• [SHORT PROBLEM] In the text on readings for the Yamim Noraim, what sefer does Charlie Harary keep a quote from in his pocket throughout the holiday?

Start of PASSAGE TO READ

Readings for the Yamim Noraim
With Rosh Hashanah approaching, we asked leading thinkers and educators to share with us their favorite books or seforim they rely on to help prepare for the holiness and awe of the day.
Charlie Harary
As told to Bayla Sheva Brenner
What inspires me the most are different pieces from modern-day ba’alei machshavah that focus on the greatness of man. They emphasize that the Yamim Noraim is less of a time for us to feel terrible about ourselves and more of a time to recognize the inner greatness that is within us and how to tap into that—less fear and more awe.
I read Nesivos Shalom by Rabbi Sholom Noach Berezovsky, the Slonimer Rebbe. I actually keep a quote from the sefer in my pocket throughout the holiday. It changes the way one views the three books that are opened at this time. There’s the Book of Life, into which the righteous are automatically entered; the Book of Death, into which the wicked are automatically entered and the book in which the beinonim (neither completely wicked nor completely righteous) are inscribed until they’re judged on Yom Kippur. If the ultimate goal is just to be a beinoni, that’s not very motivating for me.
The Nesivos Shalom speaks about how we can actually write ourselves into the book of our choice. It states: “If a person accepts upon himself that he wants to fulfill his mission here in this world and fix what needs to be fixed, then he is writing himself into the Book of Life.” The purpose-driven life is the righteous life. Whether you’re a big rabbi or an attorney, you could look at your life and say, “This year is going to be filled with more purpose.” That awareness puts you in the good book.
Charlie Harary, Esq., is a prolific motivational speaker, CEO of H3 & Co, a private equity company based in New York, and associate professor of management and entrepreneurship at Yeshiva University’s Sy Syms School of Business. He is also a senior lecturer for the Orthodox Union, Aish HaTorah and NCSY.
Allison Josephs
As told to Bayla Sheva Brenner
My youngest is three-and-a-half. At this stage in my life, I don’t have the mindspace or time to work on a Ramban with a chavruta. For young moms, chronically chasing after children and lacking sleep doesn’t leave you much time [to learn]. You often wonder, “Where am I holding spiritually?” [One needs to remember that] this is a stage. You are doing what you need to be doing right now.

End of PASSAGE TO READ
Start of STORED ROWS

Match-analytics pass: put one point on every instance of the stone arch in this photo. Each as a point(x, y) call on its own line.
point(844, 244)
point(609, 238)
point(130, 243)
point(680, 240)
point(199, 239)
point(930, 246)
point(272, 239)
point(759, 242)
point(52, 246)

End of STORED ROWS

• [WRITTEN REPLY] Nesivos Shalom, by Rabbi Sholom Noach Berezovsky, the Slonimer Rebbe.